• _Yapılacak iş A_: Mahkeme kararında karar tarihi olarak hangi tarih yer alıyor?
• _Yapılacak iş B_: Mahkeme kararından "İNCELENEN KARARIN" sözcüklerini içeren yerden başlayıp "Sebebiyle Açılan )" sözcüklerinden sonra biten bölümü aynen kopyalayın.
• _Yapılacak iş C_: Mahkeme kararındaki "Karar Dilini Çevir:" cümlesini İngilizceye çevirin.

• _Verilen metin_:
***

Ankara Bölge Adliye Mahkemesi 26. Hukuk Dairesi 2021/141 Esas 2023/180 Karar
Karar Dilini Çevir:

Dairesi: Ankara Bölge Adliye Mahkemesi 26. Hukuk Dairesi
Esas No: 2021/141
Karar No: 2023/180
Karar Tarihi: 17.03.2023

T.C. ANKARA BÖLGE ADLİYE MAHKEMESİ
26. HUKUK DAİRESİ Esas-Karar No: 2021/141 - 2023/180
T.C.
ANKARA
BÖLGE ADLİYE MAHKEMESİ
26. HUKUK DAİRESİ

ESAS NO: 2021/141
KARAR NO: 2023/180

T Ü R K M İ L L E T İ A D I N A
K A R A R

İNCELENEN KARARIN
MAHKEMESİ: ANKARA 8. ASLİYE TİCARET MAHKEMESİ
TARİHİ: 27/10/2020
NUMARASI: 2019/332 Esas 2020/561 Karar
DAVACILAR:
VEKİLİ:
DAVALILAR:
VEKİLİ:
DAVANIN KONUSU: Tazminat (Ölüm Ve Cismani Zarar Sebebiyle Açılan )

***

• _Veri alıntıları_:
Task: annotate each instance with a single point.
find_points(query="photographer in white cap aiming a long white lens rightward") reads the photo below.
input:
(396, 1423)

***

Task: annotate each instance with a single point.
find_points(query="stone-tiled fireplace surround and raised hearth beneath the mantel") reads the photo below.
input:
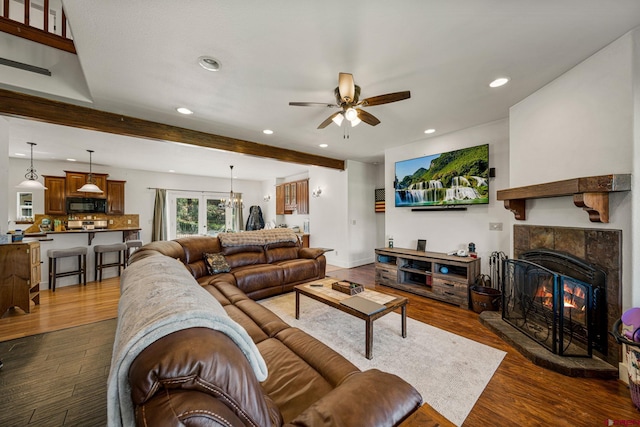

***

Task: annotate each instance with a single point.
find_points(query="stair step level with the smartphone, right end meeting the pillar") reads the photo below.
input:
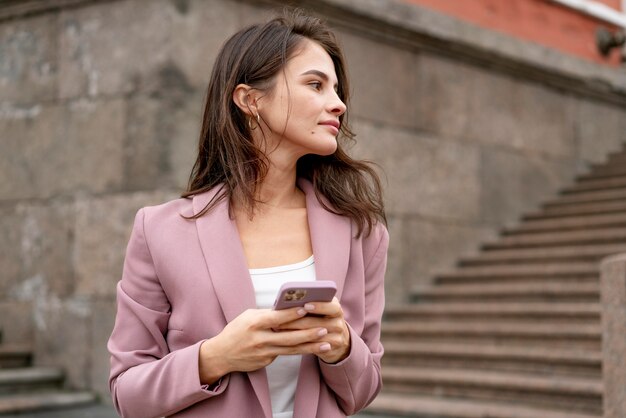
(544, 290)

***

• _Görev yanıtı A_: 17.03.2023

• _Görev yanıtı B_:
İNCELENEN KARARIN
MAHKEMESİ: ANKARA 8. ASLİYE TİCARET MAHKEMESİ
TARİHİ: 27/10/2020
NUMARASI: 2019/332 Esas 2020/561 Karar
DAVACILAR:
VEKİLİ:
DAVALILAR:
VEKİLİ:
DAVANIN KONUSU: Tazminat (Ölüm Ve Cismani Zarar Sebebiyle Açılan )

• _Görev yanıtı C_: Translate the language of the decision: